→ Provided data
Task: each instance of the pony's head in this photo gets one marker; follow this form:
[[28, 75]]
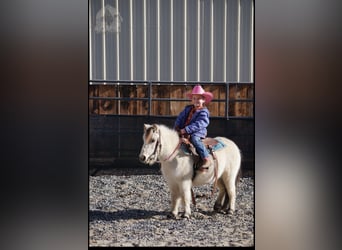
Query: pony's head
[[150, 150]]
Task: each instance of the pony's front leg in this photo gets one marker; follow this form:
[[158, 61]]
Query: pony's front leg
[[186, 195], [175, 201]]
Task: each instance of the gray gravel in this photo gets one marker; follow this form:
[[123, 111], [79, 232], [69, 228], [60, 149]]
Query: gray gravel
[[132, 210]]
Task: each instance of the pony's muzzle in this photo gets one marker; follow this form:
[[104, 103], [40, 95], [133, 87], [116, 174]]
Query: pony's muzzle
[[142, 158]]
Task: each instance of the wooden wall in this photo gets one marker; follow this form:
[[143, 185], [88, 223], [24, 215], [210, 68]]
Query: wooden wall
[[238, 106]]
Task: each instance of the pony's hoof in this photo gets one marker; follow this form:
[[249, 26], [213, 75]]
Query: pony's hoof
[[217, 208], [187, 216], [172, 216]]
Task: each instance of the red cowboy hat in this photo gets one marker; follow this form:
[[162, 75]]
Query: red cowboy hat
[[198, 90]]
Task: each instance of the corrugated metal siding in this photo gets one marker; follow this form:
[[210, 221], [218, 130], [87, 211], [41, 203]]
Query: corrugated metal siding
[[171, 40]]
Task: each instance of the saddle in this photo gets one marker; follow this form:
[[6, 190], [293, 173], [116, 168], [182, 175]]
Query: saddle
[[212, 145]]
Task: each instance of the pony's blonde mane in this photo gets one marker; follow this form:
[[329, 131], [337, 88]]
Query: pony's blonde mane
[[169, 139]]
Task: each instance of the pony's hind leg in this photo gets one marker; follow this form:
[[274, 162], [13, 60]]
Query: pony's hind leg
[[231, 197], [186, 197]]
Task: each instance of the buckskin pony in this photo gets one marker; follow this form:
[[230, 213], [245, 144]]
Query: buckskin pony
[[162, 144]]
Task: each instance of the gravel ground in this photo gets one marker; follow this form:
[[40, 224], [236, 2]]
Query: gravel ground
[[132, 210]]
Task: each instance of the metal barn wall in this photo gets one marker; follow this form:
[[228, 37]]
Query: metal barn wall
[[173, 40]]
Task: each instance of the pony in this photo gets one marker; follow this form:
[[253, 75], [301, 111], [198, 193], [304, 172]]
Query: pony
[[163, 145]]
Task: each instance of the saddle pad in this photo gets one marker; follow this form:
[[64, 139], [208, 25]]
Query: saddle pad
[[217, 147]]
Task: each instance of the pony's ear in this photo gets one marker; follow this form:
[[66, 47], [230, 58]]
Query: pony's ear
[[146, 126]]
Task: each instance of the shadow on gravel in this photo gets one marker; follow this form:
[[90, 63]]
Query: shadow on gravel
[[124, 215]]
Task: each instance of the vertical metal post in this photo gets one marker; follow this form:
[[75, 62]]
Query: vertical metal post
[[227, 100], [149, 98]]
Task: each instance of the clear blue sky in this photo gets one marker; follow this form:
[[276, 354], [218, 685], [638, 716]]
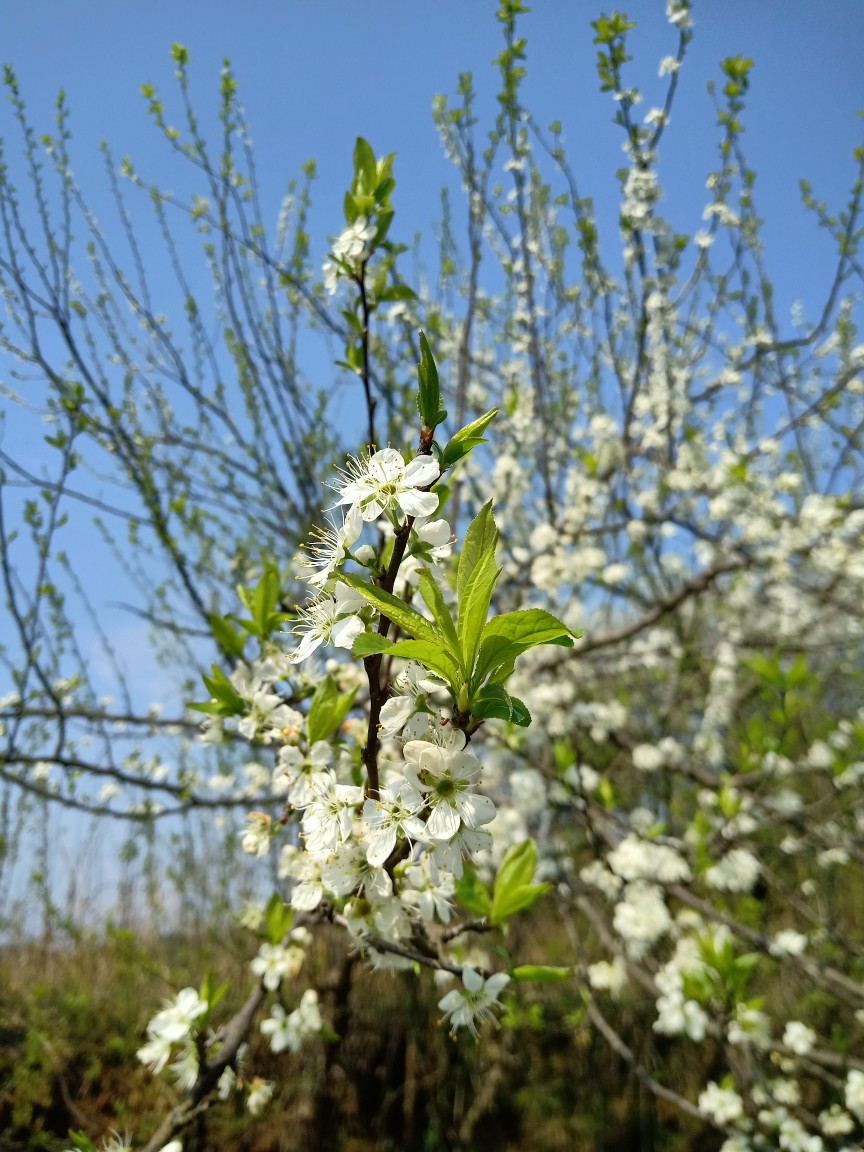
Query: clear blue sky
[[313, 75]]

→ Work to be completed
Without carrying over any picture, retype the records above word for word.

→ Exercise response
Task: each instance of the pony's head in this photo gets one marker; follow this form:
[[28, 75]]
Query: pony's head
[[150, 150]]
Task: each instance of the pony's front leg in this photo gets one marker; follow this form:
[[158, 61]]
Query: pony's front leg
[[186, 195], [175, 201]]
Task: each instance of the gray gravel in this photo gets one marker; follow this form:
[[123, 111], [79, 232], [69, 228], [60, 149]]
Query: gray gravel
[[132, 210]]
Task: each instance of the pony's muzzle in this photo gets one marker; follow this form:
[[104, 103], [40, 95], [133, 87], [116, 174]]
Query: pony's muzzle
[[142, 158]]
Task: each instance of the wooden wall in this photo gets one marker; follow this form:
[[143, 185], [88, 223], [24, 215], [210, 68]]
Query: wooden wall
[[238, 106]]
Task: each instance of the pony's hoof in this photo gets one marker; follow this form:
[[249, 26], [213, 75]]
Query: pony's hoof
[[217, 208], [187, 216], [172, 216]]
Task: each instance of the red cowboy hat in this photo gets one marker; follow this form:
[[162, 75]]
Query: red cowboy hat
[[198, 90]]
Task: each instance of the corrugated metal siding in this photo gets one marker; follow this form:
[[210, 221], [218, 130], [87, 211], [41, 203]]
Query: corrugated metal siding
[[171, 40]]
Task: each instance of the saddle in this photo gets one marker; follow this form:
[[6, 190], [293, 173], [116, 168], [182, 175]]
Query: saddle
[[212, 145]]
Task: each instance of the pony's blonde mane in this photo gets one marker; follow this form:
[[329, 131], [337, 88]]
Query: pony's blonde mane
[[169, 139]]
Task: each instance of the pony's hind leg in this photo gets one marker; follow this form:
[[274, 162], [13, 60]]
Query: pony's hind leg
[[231, 197], [186, 197]]
Task: each instance of the buckskin pony in this photo gets one marker; follow this form:
[[230, 213], [245, 144]]
Query: buckskin pony
[[162, 144]]
Task: each instance of the gravel ground in this photo gets one marker; follow this form:
[[40, 224], [236, 2]]
Query: gravel ground
[[132, 210]]
Task: each instance of the metal barn wall in this photo gets one marker; follow this form:
[[228, 37]]
Query: metal barn wall
[[173, 40]]
Task: each instance of the pony in this photo gets one marker; follow this form:
[[253, 75], [301, 111], [198, 193], [304, 172]]
Query: pony
[[163, 145]]
Task: each instance of the saddle pad in this photo gets one marker; follow this form:
[[64, 139], [208, 25]]
Query: saddle pad
[[217, 147]]
Task: each instance of the pony's ear in this photo gets one marker; follow this form:
[[66, 47], [230, 58]]
Query: pony's ear
[[146, 126]]
Task: each instance of the shadow on gravel in this photo gets one marker; follow this form:
[[90, 63]]
Query: shadow on gravel
[[124, 215]]
Task: each instance of the vertical metal post in this photo gets one marker; follow this form:
[[75, 62]]
Query: vertical metal post
[[227, 100], [149, 98]]
Task: each instance of the clear blue sky in this photo gets one marker; follow this form:
[[276, 354], [218, 685], [638, 716]]
Query: clear blue sky
[[313, 75]]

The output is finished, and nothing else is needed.